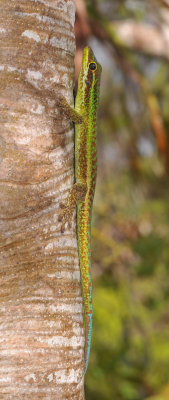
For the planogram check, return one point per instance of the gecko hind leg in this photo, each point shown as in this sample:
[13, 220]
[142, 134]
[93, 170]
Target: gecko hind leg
[77, 193]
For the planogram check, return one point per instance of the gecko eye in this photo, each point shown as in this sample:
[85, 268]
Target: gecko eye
[93, 66]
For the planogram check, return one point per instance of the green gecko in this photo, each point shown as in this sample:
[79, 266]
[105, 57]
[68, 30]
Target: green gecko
[85, 117]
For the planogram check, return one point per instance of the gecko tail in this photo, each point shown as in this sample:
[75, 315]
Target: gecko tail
[88, 335]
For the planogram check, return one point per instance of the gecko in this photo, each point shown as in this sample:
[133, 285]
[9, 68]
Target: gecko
[82, 193]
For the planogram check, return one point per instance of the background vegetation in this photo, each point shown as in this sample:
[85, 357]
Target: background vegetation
[130, 236]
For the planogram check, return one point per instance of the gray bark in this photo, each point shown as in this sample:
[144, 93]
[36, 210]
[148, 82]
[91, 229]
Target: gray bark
[41, 324]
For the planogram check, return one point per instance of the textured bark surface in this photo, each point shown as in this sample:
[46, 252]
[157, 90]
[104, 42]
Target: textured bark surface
[41, 325]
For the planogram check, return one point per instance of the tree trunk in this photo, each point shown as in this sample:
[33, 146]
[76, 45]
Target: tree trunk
[41, 331]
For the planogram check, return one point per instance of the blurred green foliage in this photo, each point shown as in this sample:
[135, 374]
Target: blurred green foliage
[130, 347]
[130, 237]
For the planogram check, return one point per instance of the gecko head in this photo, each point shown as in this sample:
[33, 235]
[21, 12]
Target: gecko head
[90, 70]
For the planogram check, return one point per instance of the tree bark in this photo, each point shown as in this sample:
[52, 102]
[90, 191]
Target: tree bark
[41, 324]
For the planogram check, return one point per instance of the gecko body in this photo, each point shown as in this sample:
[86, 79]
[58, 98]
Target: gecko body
[82, 193]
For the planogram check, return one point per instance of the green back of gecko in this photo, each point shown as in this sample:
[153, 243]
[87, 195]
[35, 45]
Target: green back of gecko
[86, 105]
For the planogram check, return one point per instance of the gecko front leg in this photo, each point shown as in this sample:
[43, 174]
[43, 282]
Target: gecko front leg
[77, 193]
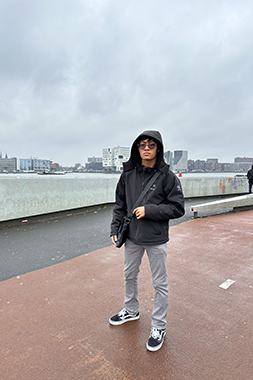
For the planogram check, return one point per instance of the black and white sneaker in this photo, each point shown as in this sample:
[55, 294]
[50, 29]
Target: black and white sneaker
[156, 339]
[122, 317]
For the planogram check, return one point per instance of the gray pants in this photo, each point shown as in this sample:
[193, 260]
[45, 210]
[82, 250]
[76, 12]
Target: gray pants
[157, 255]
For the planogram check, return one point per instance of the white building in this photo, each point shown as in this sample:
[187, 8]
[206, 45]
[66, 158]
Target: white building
[180, 160]
[113, 158]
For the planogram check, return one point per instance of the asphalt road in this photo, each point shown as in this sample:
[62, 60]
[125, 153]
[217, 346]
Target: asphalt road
[45, 241]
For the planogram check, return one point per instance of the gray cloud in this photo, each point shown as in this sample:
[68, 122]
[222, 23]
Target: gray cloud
[79, 76]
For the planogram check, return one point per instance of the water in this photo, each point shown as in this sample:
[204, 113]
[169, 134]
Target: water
[106, 176]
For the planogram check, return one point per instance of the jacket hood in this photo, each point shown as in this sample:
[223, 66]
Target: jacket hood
[135, 159]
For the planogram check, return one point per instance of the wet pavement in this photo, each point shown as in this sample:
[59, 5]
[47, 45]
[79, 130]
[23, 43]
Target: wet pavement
[54, 321]
[34, 243]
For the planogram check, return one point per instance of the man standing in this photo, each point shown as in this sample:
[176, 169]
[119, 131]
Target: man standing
[250, 178]
[148, 230]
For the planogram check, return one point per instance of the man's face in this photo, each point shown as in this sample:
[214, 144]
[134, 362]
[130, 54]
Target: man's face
[148, 150]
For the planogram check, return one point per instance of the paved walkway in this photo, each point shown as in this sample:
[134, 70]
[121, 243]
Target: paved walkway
[54, 321]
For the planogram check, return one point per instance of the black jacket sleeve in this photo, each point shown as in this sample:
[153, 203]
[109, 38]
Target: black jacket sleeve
[120, 209]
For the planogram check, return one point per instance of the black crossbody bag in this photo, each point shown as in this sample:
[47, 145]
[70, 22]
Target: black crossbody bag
[126, 220]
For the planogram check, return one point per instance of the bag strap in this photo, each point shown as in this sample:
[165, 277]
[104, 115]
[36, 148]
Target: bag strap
[144, 191]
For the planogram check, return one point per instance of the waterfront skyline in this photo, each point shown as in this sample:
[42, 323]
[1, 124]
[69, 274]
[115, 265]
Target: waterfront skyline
[76, 77]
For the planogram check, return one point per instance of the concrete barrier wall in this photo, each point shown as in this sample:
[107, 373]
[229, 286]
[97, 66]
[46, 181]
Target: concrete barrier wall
[205, 187]
[21, 198]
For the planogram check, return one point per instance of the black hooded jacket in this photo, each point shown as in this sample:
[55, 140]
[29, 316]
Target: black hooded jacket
[164, 200]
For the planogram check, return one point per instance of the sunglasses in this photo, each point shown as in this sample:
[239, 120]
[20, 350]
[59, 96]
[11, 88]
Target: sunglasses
[143, 146]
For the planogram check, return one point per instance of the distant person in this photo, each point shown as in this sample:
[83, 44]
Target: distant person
[148, 228]
[250, 178]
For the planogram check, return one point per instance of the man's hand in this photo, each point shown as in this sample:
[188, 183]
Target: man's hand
[139, 212]
[114, 239]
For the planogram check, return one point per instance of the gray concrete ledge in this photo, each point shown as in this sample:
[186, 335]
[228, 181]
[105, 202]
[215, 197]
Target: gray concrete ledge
[241, 202]
[54, 321]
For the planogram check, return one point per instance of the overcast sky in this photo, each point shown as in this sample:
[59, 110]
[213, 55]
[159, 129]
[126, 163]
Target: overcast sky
[77, 76]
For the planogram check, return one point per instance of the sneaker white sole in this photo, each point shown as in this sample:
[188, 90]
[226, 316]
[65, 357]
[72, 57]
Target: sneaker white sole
[117, 323]
[156, 348]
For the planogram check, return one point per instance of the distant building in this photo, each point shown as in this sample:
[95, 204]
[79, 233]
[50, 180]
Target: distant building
[121, 154]
[8, 164]
[94, 164]
[243, 163]
[113, 158]
[211, 164]
[168, 157]
[180, 160]
[33, 164]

» WHAT NEEDS TO BE DONE: Please give back every line above exactly as it stands, without pictures.

» RESPONSE TO THE TASK:
For the planogram check, return one point per instance of the gecko hind leg in this photo, each point shown as in this sample:
[13, 220]
[142, 134]
[93, 170]
Target: gecko hind leg
[77, 193]
For the planogram check, return one point per instance of the gecko eye in this photo, each point shown as in this sample:
[85, 268]
Target: gecko eye
[93, 66]
For the planogram check, return one point per instance of the green gecko in this photo, each point shown as in this sample:
[79, 266]
[105, 57]
[68, 30]
Target: green gecko
[85, 117]
For the planogram check, return one point per instance of the gecko tail in this photo, each point shown as in this sample:
[75, 315]
Target: gecko tail
[88, 335]
For the planogram check, return one point per instance of the gecko in this photo, each point shown as in this sample:
[133, 285]
[9, 68]
Target: gecko
[82, 193]
For the planogram check, return one point per instance of the background vegetation in this photo, each point shown as in this sample:
[85, 357]
Target: background vegetation
[130, 236]
For the planogram check, return one point per instance of the gray bark in this photo, each point shown as in this sample:
[144, 93]
[36, 210]
[148, 82]
[91, 229]
Target: gray bark
[41, 324]
For the planogram check, return one point per instance of the textured bark surface in this photo, each point shown as in this sample:
[46, 252]
[157, 90]
[104, 42]
Target: textured bark surface
[41, 325]
For the planogram check, return one point per instance of the tree trunk in this photo, each point shown as in this sample:
[33, 146]
[76, 45]
Target: tree trunk
[41, 331]
For the planogram check, return one point per instance of the blurred green foliage in this photo, each point shown as in this sample:
[135, 374]
Target: blurred green foliage
[130, 347]
[130, 237]
For the planogram check, return one point per instance of the gecko head in this photo, each point shown as in this sample:
[33, 235]
[21, 12]
Target: gecko head
[90, 70]
For the planogram check, return one point per instance of the tree bark in this photo, each point shown as in this sample:
[52, 102]
[90, 191]
Target: tree bark
[41, 324]
For the planogram check, return one point per instance of the gecko body in this photo, each point shown as in this sample:
[86, 79]
[58, 98]
Target: gecko body
[82, 193]
For the planogram check, return one point per instance of the green back of gecko in this photo, each point shown as in this sample:
[153, 243]
[87, 195]
[35, 45]
Target: green back of gecko
[86, 105]
For the planogram check, return one point per instance of the gecko front leg in this photo, each point shown as in this sample:
[43, 174]
[43, 282]
Target: gecko front leg
[77, 193]
For the planogram check, return one point per instance of the black and white sneaker in this photo, each point shown as in this sample:
[55, 294]
[50, 29]
Target: black and white sneaker
[156, 339]
[122, 317]
For the planogram check, return one point per instance of the gray pants in this photo, each point shown as in this sample:
[193, 260]
[45, 210]
[82, 250]
[76, 12]
Target: gray pants
[157, 255]
For the planogram check, return one point per instance of the white building in this photo, each point shown as in this sample:
[187, 8]
[206, 45]
[66, 158]
Target: white building
[180, 160]
[113, 158]
For the planogram check, return one point per instance of the asphalt road in this photo, each point shown as in this sample:
[62, 60]
[125, 153]
[217, 346]
Target: asphalt road
[45, 241]
For the planogram check, return one point per instance of the gray cloud in this photo, each point shown as in this sample:
[68, 122]
[222, 23]
Target: gray cloud
[79, 76]
For the planogram check, return one point per instance of the water in this photo, each point shown as in this sample:
[204, 113]
[169, 134]
Target: water
[106, 176]
For the planogram check, return one point per instance of the jacket hood in this photo, each point shown as in this sample:
[223, 66]
Target: jacket hood
[135, 159]
For the planogram check, return one point per instance of the wet pavement in this photo, each point shown as in this sample:
[59, 5]
[47, 45]
[79, 130]
[23, 43]
Target: wet pavement
[54, 321]
[34, 243]
For the planogram check, return one point per instance of the man standing in this photo, each point shown as in this sample:
[176, 169]
[119, 131]
Target: man standing
[250, 178]
[148, 230]
For the planogram check, return one point per instance of the man's face in this photo, each point shown as in this sample:
[214, 144]
[134, 362]
[130, 54]
Target: man's face
[148, 150]
For the planogram check, return one point per instance of the paved walkway in this photo, each point shown as in this sample:
[134, 70]
[121, 243]
Target: paved walkway
[54, 321]
For the planogram check, return one point per instance of the black jacket sleeve in this photo, each point shown as in this sample:
[153, 203]
[109, 38]
Target: black jacket sleeve
[120, 209]
For the planogram check, return one point per instance of the black crossbody bag in this photo, each point shown as in this sample:
[47, 145]
[70, 22]
Target: black crossbody bag
[126, 220]
For the planogram check, return one point per instance of the bag strap in this photo, each point shown as in this sample:
[165, 277]
[104, 115]
[36, 148]
Target: bag strap
[144, 191]
For the planogram check, return one point per instance of the waterfront skyline in this photo, each point shown as in this sample:
[42, 323]
[1, 124]
[69, 274]
[115, 265]
Target: waterfront skyline
[76, 77]
For the planogram check, return one point per instance of the concrete barrier wall in this photo, each point shown as in this sample:
[107, 373]
[229, 286]
[97, 66]
[46, 181]
Target: concrete barrier wall
[205, 187]
[21, 198]
For the planogram check, return one point per instance of the black hooded jacket in this photo, each point shown as in this sample:
[55, 140]
[29, 316]
Target: black hooded jacket
[164, 200]
For the planogram check, return one point per instance of the sunglasses in this photo, each point shown as in this sample:
[239, 120]
[20, 350]
[59, 96]
[11, 88]
Target: sunglasses
[143, 146]
For the planogram check, return one point per instance of the distant person in this photo, each point shown as in this sample:
[83, 44]
Target: distant person
[148, 228]
[250, 178]
For the planogram check, return one point per instance of the man's hand in this photo, each point shown as in this sample:
[188, 183]
Target: man's hand
[139, 212]
[114, 239]
For the planogram check, return one point per instance of the gray concrete ledge in this photo, each point shown as in this sample:
[186, 335]
[228, 181]
[105, 202]
[215, 197]
Target: gray concrete ledge
[241, 202]
[54, 321]
For the planogram check, return one point per instance of the overcast sky in this photo, each point shown as in this sample:
[59, 110]
[213, 55]
[159, 129]
[126, 163]
Target: overcast sky
[77, 76]
For the planogram check, return one point per instance of the sneaker white sole in this photo, each point shown as in this sample:
[188, 90]
[226, 316]
[65, 357]
[72, 57]
Target: sneaker white sole
[117, 323]
[156, 348]
For the planogram check, return one point per instance of the distant building in this photo, each point shown as in this sample:
[95, 204]
[79, 233]
[50, 180]
Target: distant building
[121, 154]
[8, 164]
[94, 164]
[243, 163]
[113, 158]
[211, 164]
[168, 157]
[180, 160]
[33, 164]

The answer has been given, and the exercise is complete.